┌──

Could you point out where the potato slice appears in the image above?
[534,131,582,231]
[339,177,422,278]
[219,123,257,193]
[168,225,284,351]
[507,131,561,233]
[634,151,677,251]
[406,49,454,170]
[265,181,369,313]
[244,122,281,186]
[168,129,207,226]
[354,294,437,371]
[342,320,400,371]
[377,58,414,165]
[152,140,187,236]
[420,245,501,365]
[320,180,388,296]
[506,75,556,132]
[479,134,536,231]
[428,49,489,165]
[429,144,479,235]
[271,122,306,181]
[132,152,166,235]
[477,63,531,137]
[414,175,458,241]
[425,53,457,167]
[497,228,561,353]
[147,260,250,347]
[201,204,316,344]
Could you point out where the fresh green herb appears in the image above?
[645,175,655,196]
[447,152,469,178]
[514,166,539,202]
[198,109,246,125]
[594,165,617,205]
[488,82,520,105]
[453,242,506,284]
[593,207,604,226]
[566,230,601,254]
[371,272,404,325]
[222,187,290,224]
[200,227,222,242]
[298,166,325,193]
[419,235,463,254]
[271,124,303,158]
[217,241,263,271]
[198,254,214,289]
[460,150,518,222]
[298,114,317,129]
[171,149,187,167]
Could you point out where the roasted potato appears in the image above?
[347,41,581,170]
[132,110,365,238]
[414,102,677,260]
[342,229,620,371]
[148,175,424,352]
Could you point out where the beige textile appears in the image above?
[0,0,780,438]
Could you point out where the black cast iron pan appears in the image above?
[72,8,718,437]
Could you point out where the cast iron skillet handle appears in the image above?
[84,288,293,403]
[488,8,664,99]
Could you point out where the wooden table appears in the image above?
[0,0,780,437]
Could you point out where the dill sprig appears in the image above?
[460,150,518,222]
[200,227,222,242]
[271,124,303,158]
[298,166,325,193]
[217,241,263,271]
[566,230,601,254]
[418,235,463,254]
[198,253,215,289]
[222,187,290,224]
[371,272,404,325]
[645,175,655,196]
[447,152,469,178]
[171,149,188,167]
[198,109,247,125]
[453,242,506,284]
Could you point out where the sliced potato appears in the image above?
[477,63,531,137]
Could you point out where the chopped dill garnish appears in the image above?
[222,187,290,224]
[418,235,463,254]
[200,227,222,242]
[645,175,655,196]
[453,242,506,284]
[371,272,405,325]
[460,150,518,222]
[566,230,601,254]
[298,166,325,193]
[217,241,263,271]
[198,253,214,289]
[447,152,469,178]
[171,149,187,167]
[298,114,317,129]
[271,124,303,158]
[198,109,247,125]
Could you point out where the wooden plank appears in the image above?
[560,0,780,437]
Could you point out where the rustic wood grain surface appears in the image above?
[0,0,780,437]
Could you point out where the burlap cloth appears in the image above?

└──

▶ [AIM OF THE TASK]:
Can you copy all of the data above back out word for word, leaving every line unchanged?

▶ [SOLUTION TO THE EXERCISE]:
Could you point out where the potato slice appears in the image above?
[534,131,582,231]
[339,177,422,278]
[219,123,257,193]
[168,225,284,351]
[507,131,561,233]
[634,151,677,251]
[406,49,454,170]
[265,181,369,313]
[244,122,281,186]
[168,129,207,226]
[354,294,437,371]
[342,320,400,371]
[377,58,414,165]
[152,140,187,236]
[420,245,501,365]
[320,180,388,296]
[506,75,556,132]
[479,134,536,231]
[428,49,489,165]
[429,144,479,235]
[271,122,306,181]
[132,152,166,235]
[477,63,531,137]
[414,175,458,241]
[425,53,457,167]
[497,228,561,353]
[147,260,250,347]
[201,204,316,344]
Could you point out where the fresh green herb appears in the image above?
[645,175,655,196]
[447,152,469,178]
[514,166,539,202]
[198,109,246,125]
[594,165,617,205]
[488,82,520,105]
[453,242,506,284]
[593,207,604,226]
[566,230,601,254]
[371,272,404,325]
[222,187,290,224]
[200,227,222,242]
[298,166,325,193]
[419,235,463,254]
[271,124,303,158]
[217,241,263,271]
[198,254,214,289]
[460,150,518,222]
[298,114,317,129]
[171,149,187,167]
Could you point out where the roasted potato appears in the image above?
[347,41,581,170]
[132,110,365,238]
[414,102,677,260]
[342,229,620,371]
[148,175,424,352]
Could you point out where the beige textile appears in the image above?
[0,0,780,438]
Could you point out where the black cast iron pan appears in the image above?
[72,8,718,437]
Could you point out where the cast iron skillet handle appears in the image above?
[84,288,293,403]
[488,8,664,99]
Could you point out where the wooden table appears in the image above?
[0,0,780,437]
Could you point out where the dill sprig appears in the image above?
[460,150,518,222]
[200,227,222,242]
[271,124,303,158]
[298,166,325,193]
[217,241,263,271]
[566,230,601,254]
[418,235,463,254]
[198,253,215,289]
[222,187,290,224]
[371,272,404,325]
[645,175,655,196]
[447,152,469,178]
[171,149,188,167]
[198,109,247,125]
[453,242,506,284]
Could you point out where the sliced potato appears in the image above?
[477,63,531,137]
Could you point out where the chopped dill garnish appears in the image above?
[222,187,290,224]
[418,235,463,254]
[200,227,222,242]
[645,175,655,196]
[453,242,506,284]
[371,272,405,325]
[460,150,518,222]
[566,230,601,254]
[298,166,325,193]
[217,241,263,271]
[198,253,214,289]
[447,152,469,178]
[171,149,187,167]
[298,114,317,129]
[271,124,303,158]
[198,109,247,125]
Could you point out where the wooden plank appears in the image above?
[560,0,780,437]
Could you point out where the rustic wood grain surface appears in the image above?
[0,0,780,437]
Could you point out where the burlap cloth appears in the image above?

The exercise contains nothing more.